▸ **Dataset entries**:

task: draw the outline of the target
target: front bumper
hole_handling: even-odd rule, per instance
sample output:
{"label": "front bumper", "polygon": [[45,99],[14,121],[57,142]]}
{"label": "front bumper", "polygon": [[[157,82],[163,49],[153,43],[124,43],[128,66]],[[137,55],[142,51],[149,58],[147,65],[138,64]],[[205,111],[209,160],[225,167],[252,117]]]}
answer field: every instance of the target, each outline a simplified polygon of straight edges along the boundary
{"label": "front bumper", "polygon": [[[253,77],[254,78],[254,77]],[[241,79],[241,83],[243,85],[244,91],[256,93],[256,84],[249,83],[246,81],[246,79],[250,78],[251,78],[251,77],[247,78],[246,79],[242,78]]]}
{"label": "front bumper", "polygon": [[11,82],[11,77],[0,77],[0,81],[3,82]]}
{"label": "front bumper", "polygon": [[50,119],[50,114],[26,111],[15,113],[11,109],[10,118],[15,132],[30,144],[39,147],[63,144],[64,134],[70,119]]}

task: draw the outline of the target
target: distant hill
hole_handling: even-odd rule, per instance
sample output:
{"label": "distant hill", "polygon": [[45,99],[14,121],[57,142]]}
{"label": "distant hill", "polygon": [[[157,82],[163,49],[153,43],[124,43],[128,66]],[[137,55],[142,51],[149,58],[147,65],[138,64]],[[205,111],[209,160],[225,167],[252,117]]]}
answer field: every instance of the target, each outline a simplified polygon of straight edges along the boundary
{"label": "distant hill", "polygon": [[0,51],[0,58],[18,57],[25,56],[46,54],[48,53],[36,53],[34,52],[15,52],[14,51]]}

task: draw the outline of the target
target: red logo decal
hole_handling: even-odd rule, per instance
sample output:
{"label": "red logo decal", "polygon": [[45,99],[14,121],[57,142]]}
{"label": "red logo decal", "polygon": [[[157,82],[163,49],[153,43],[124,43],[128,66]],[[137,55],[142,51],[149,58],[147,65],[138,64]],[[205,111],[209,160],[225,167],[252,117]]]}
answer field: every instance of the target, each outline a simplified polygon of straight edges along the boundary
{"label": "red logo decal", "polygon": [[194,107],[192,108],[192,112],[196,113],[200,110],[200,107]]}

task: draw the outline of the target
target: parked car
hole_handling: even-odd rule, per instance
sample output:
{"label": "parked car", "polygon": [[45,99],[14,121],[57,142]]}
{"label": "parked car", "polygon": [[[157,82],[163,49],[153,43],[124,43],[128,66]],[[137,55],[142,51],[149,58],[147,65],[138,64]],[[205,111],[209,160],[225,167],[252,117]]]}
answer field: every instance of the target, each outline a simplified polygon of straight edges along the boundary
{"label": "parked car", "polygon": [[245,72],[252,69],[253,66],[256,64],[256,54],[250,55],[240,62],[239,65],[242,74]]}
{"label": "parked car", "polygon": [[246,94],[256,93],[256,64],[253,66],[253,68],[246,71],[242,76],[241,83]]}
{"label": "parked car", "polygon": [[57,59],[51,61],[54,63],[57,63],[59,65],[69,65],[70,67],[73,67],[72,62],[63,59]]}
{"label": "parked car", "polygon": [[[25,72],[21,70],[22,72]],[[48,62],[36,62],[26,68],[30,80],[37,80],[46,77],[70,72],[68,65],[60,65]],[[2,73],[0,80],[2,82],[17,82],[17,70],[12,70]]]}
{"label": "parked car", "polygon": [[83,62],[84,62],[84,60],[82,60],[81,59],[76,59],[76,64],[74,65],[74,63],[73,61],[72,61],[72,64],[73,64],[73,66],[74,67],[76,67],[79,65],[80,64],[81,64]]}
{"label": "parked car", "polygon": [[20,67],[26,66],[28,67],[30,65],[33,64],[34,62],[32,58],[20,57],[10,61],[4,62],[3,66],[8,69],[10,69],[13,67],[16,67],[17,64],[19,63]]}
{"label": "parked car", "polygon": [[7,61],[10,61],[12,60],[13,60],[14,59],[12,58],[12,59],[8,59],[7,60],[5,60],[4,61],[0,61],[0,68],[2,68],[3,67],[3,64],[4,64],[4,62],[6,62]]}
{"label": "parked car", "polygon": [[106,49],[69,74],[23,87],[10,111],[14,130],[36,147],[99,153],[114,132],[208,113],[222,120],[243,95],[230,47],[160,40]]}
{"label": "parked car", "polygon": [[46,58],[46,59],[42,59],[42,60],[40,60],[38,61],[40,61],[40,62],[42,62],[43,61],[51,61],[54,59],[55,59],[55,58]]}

▸ **Instructions to follow**:
Repeat the lines above exactly.

▸ **Result of this exercise**:
task: draw the outline of the target
target: front bumper
hole_handling: even-odd rule, per instance
sample output:
{"label": "front bumper", "polygon": [[45,99],[14,121],[57,142]]}
{"label": "front bumper", "polygon": [[[157,82],[163,49],[153,43],[124,43],[128,66]],[[137,55],[142,51],[149,58],[147,65],[138,64]],[[205,111],[209,160],[225,167],[252,117]]]}
answer field: every instance of the target, each outline a simplified polygon of straight edges along the boundary
{"label": "front bumper", "polygon": [[[253,77],[254,78],[254,77]],[[241,79],[241,83],[243,85],[244,91],[256,93],[256,84],[249,83],[246,81],[246,79],[250,78],[251,78],[251,77],[247,78],[246,79],[242,78]]]}
{"label": "front bumper", "polygon": [[11,82],[11,77],[0,77],[0,81],[3,82]]}
{"label": "front bumper", "polygon": [[50,119],[50,114],[26,111],[15,113],[11,109],[10,118],[15,132],[30,144],[39,147],[63,144],[64,134],[70,119]]}

task: draw the outline of the target
target: distant hill
hole_handling: even-odd rule, per instance
sample output:
{"label": "distant hill", "polygon": [[45,99],[14,121],[57,142]]}
{"label": "distant hill", "polygon": [[[157,82],[163,49],[153,43],[124,43],[128,66]],[[137,55],[142,51],[149,58],[147,65],[138,64]],[[205,111],[209,160],[225,167],[252,117]]]}
answer field: every instance of the target, each outline a simplified polygon of straight edges along the boundary
{"label": "distant hill", "polygon": [[0,51],[0,58],[18,57],[25,56],[46,54],[48,53],[36,53],[34,52],[15,52],[14,51]]}

task: draw the outline of the target
target: red logo decal
hole_handling: even-odd rule, per instance
sample output:
{"label": "red logo decal", "polygon": [[45,99],[14,121],[57,142]]}
{"label": "red logo decal", "polygon": [[[157,82],[163,49],[153,43],[124,43],[128,66]],[[137,55],[142,51],[149,58],[147,65],[138,64]],[[205,111],[209,160],[225,167],[252,117]]]}
answer field: every instance of the target, each outline a simplified polygon of straight edges along the boundary
{"label": "red logo decal", "polygon": [[194,107],[192,108],[192,112],[196,113],[200,110],[200,107]]}

task: draw the outline of the target
target: parked car
hole_handling: even-odd rule, per instance
sample output:
{"label": "parked car", "polygon": [[45,99],[14,121],[57,142]]}
{"label": "parked car", "polygon": [[[157,82],[163,49],[153,43],[124,43],[128,66]],[[137,55],[142,51],[149,58],[147,65],[138,64]],[[205,111],[209,160],[225,167],[252,117]]]}
answer field: every instance of the target, each outline a simplified polygon of straight edges along the boundary
{"label": "parked car", "polygon": [[245,72],[252,69],[253,66],[256,64],[256,54],[250,55],[240,62],[239,65],[242,74]]}
{"label": "parked car", "polygon": [[246,94],[256,93],[256,64],[253,66],[253,68],[246,71],[242,76],[241,83]]}
{"label": "parked car", "polygon": [[57,59],[51,61],[54,63],[57,63],[59,65],[69,65],[70,67],[73,67],[72,62],[63,59]]}
{"label": "parked car", "polygon": [[[25,72],[21,70],[22,72]],[[48,62],[36,62],[26,68],[30,80],[37,80],[46,77],[70,72],[68,65],[60,65]],[[2,73],[0,80],[2,82],[17,82],[17,70],[12,70]]]}
{"label": "parked car", "polygon": [[83,62],[84,62],[84,60],[82,60],[81,59],[76,59],[76,64],[74,65],[74,63],[73,61],[72,61],[72,64],[73,64],[73,66],[74,67],[76,67],[79,65],[80,64],[81,64]]}
{"label": "parked car", "polygon": [[20,67],[26,66],[28,67],[30,65],[33,64],[34,62],[32,58],[20,57],[10,61],[4,62],[3,66],[8,69],[10,69],[13,67],[16,67],[17,64],[19,63]]}
{"label": "parked car", "polygon": [[7,61],[10,61],[12,60],[13,60],[14,59],[12,58],[12,59],[8,59],[7,60],[5,60],[4,61],[0,61],[0,68],[2,68],[3,67],[3,64],[4,64],[4,62],[6,62]]}
{"label": "parked car", "polygon": [[106,49],[69,74],[23,87],[10,111],[14,130],[36,147],[99,153],[114,132],[208,113],[222,120],[243,95],[230,47],[160,40]]}
{"label": "parked car", "polygon": [[46,58],[46,59],[42,59],[42,60],[40,60],[38,61],[40,61],[40,62],[42,62],[43,61],[51,61],[54,59],[55,59],[55,58]]}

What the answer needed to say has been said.